## WHAT THE TASK ASKS
Please set out everything from the start of the material down through the line containing "left=339, top=251, right=363, bottom=350" as a Markdown table with the columns "Row" and "Line". Number each row and leave out blank lines.

## PROVIDED MATERIAL
[START]

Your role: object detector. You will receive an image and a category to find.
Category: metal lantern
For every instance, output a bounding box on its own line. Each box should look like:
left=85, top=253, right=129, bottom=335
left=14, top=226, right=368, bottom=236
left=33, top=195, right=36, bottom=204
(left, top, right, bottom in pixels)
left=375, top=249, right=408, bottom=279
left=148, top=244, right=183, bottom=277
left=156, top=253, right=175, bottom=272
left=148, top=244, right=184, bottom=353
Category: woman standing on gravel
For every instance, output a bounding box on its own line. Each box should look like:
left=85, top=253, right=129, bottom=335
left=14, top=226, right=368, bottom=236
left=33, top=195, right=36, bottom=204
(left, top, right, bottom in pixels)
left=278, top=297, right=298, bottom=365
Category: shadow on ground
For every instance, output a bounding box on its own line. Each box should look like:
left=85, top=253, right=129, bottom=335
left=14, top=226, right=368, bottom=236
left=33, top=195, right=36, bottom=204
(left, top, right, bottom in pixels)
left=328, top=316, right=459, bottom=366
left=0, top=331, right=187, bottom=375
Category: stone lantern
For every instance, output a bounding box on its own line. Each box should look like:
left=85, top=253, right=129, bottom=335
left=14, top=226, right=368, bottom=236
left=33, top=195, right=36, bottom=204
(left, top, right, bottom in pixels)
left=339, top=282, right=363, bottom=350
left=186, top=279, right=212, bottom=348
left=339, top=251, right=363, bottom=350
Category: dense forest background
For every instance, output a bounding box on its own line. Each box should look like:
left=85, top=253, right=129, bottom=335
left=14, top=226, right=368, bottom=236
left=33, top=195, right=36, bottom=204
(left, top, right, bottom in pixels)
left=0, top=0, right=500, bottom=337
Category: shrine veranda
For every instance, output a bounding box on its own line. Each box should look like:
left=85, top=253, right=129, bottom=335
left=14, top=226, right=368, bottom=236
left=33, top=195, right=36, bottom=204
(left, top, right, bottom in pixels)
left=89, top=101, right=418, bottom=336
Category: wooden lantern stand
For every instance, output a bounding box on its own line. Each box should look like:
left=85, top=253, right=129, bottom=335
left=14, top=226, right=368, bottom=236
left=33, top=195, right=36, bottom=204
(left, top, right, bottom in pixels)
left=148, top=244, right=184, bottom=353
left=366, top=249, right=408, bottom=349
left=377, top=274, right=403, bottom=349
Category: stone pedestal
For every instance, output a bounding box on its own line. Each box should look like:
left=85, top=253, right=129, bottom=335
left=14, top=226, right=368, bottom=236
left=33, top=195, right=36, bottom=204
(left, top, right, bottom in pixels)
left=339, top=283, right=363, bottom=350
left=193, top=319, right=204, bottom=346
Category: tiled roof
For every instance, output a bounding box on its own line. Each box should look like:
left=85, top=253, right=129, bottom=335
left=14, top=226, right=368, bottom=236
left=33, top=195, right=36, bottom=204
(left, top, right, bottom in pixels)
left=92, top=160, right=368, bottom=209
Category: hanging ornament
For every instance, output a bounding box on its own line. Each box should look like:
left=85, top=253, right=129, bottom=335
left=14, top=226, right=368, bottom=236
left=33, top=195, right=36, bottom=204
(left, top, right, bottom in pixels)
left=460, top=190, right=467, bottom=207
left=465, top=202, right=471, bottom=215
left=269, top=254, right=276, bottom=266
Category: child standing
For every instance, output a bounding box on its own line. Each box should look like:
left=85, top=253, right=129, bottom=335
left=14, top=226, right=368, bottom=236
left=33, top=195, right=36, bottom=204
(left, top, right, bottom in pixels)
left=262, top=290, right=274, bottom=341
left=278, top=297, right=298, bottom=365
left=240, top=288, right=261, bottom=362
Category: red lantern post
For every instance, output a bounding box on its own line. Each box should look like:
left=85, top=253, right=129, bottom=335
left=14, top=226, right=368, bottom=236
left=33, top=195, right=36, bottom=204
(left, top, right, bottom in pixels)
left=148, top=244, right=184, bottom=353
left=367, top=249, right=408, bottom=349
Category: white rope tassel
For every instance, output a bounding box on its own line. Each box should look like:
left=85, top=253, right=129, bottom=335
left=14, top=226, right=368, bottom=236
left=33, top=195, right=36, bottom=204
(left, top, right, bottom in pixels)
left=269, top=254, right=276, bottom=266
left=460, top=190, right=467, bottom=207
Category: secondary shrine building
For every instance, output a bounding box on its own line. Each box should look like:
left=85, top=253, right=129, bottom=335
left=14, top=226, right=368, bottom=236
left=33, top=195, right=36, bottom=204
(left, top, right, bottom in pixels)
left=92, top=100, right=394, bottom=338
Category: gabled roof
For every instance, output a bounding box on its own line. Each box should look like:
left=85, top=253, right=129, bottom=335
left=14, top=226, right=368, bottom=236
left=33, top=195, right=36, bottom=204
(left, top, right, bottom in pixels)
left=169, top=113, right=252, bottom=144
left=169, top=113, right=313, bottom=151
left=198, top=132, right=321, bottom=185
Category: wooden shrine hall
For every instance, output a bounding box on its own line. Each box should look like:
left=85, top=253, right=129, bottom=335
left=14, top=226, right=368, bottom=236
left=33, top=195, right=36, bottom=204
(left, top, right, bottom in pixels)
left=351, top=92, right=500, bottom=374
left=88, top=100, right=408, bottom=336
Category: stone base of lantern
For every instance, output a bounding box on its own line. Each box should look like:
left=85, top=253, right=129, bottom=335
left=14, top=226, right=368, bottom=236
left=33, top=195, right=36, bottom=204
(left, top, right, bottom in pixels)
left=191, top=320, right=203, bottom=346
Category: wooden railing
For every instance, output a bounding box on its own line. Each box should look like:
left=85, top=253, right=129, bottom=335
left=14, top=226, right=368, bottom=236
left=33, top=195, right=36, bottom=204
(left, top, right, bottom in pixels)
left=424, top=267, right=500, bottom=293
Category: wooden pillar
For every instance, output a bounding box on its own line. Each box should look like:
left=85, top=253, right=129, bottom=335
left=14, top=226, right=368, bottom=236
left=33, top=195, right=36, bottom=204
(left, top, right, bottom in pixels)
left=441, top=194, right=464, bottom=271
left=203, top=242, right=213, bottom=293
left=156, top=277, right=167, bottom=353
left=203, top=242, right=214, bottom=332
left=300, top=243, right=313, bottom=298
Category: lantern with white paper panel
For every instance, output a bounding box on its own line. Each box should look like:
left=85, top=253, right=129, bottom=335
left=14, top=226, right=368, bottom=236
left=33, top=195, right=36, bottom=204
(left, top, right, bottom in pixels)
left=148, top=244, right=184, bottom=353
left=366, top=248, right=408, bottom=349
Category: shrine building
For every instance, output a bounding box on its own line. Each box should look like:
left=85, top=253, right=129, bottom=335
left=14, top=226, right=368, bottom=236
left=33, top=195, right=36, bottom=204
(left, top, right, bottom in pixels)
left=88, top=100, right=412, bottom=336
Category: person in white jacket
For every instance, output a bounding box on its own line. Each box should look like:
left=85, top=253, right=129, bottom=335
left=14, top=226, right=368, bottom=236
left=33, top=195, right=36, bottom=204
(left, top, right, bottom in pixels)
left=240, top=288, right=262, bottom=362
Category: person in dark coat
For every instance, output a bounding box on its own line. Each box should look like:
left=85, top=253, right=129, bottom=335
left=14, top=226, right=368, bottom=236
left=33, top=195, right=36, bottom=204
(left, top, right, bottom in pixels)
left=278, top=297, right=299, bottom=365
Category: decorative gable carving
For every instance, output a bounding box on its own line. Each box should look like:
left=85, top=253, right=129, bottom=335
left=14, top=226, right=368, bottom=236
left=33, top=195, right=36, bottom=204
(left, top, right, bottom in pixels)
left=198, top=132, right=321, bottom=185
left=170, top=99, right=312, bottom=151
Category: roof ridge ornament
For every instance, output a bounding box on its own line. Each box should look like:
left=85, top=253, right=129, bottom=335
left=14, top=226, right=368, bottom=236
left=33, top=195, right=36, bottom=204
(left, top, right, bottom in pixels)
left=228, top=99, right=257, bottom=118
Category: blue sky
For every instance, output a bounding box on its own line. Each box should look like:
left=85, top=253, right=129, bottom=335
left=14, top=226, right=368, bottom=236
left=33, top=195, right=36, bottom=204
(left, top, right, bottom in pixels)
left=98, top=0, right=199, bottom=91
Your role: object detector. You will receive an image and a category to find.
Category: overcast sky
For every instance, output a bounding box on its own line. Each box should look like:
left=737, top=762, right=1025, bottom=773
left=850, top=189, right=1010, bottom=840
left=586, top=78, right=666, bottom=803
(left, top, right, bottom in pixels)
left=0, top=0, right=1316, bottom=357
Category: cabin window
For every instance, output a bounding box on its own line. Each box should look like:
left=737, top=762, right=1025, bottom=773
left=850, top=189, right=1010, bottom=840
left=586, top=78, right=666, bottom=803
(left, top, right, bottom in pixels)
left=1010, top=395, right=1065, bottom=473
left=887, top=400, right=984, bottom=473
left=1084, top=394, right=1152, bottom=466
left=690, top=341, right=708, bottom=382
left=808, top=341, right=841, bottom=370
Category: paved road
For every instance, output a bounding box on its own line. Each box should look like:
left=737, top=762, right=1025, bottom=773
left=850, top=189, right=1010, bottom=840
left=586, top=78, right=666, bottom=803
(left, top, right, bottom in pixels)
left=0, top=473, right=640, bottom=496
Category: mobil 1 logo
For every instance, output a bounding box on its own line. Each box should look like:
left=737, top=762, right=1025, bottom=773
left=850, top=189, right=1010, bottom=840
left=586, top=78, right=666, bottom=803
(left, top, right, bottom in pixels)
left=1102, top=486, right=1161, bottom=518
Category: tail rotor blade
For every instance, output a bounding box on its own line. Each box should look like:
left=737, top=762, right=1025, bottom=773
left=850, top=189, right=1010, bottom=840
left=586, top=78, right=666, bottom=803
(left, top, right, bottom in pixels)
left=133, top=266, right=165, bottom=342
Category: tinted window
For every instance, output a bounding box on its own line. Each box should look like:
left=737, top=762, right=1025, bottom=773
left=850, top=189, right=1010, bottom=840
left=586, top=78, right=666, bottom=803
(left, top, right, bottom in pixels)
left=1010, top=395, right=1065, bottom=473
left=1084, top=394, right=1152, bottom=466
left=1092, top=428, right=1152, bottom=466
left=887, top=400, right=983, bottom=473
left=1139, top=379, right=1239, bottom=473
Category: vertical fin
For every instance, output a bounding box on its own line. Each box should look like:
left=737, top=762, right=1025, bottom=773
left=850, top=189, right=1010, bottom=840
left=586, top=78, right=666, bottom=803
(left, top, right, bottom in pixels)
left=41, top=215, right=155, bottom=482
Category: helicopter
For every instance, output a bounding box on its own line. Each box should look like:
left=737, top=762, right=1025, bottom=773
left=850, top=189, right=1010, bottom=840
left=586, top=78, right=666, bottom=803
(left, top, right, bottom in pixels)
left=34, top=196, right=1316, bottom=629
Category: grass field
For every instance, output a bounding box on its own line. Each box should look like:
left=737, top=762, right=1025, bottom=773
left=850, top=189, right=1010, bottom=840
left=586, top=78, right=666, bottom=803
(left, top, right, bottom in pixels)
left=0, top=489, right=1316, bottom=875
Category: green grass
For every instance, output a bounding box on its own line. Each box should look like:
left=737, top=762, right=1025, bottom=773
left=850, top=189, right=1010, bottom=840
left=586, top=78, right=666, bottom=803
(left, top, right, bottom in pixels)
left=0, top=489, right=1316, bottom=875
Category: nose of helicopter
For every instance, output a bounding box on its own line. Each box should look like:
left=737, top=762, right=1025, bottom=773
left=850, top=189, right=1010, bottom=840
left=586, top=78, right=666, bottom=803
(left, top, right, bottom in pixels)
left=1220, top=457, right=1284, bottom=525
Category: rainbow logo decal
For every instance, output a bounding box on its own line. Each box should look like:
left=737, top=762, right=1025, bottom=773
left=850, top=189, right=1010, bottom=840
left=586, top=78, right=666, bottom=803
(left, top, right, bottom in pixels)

[END]

## TASK SOLUTION
| Row | Line |
|---|---|
| 1 | Your role: object detector. You will receive an image and a category to find. |
| 2 | Category: metal lantern |
| 3 | For every instance, output a bounding box on its own line. Each box should look like: |
| 4 | left=85, top=253, right=129, bottom=335 |
| 5 | left=14, top=226, right=368, bottom=236 |
| 6 | left=33, top=195, right=36, bottom=204 |
| 7 | (left, top, right, bottom in pixels) |
| 8 | left=375, top=249, right=408, bottom=279 |
| 9 | left=148, top=244, right=183, bottom=277 |
| 10 | left=156, top=253, right=175, bottom=272 |
| 11 | left=148, top=244, right=184, bottom=353 |
| 12 | Category: woman standing on gravel |
| 13 | For every instance, output a bounding box on its own line. Each box should look like: |
| 14 | left=85, top=253, right=129, bottom=335 |
| 15 | left=14, top=226, right=368, bottom=236 |
| 16 | left=33, top=195, right=36, bottom=204 |
| 17 | (left, top, right, bottom in pixels) |
| 18 | left=278, top=297, right=298, bottom=365 |
| 19 | Category: shadow on ground |
| 20 | For every instance, output a bounding box on its own line. Each box should look like: |
| 21 | left=85, top=253, right=129, bottom=335 |
| 22 | left=14, top=226, right=368, bottom=236 |
| 23 | left=33, top=195, right=36, bottom=204 |
| 24 | (left, top, right, bottom in pixels) |
| 25 | left=328, top=316, right=459, bottom=366 |
| 26 | left=0, top=331, right=187, bottom=375 |
| 27 | Category: stone lantern |
| 28 | For every instance, output a bounding box on its own line. Each box should look like: |
| 29 | left=85, top=253, right=129, bottom=335 |
| 30 | left=14, top=226, right=368, bottom=236 |
| 31 | left=33, top=195, right=36, bottom=204 |
| 32 | (left, top, right, bottom in pixels) |
| 33 | left=339, top=282, right=363, bottom=350 |
| 34 | left=186, top=279, right=212, bottom=348 |
| 35 | left=339, top=251, right=363, bottom=350 |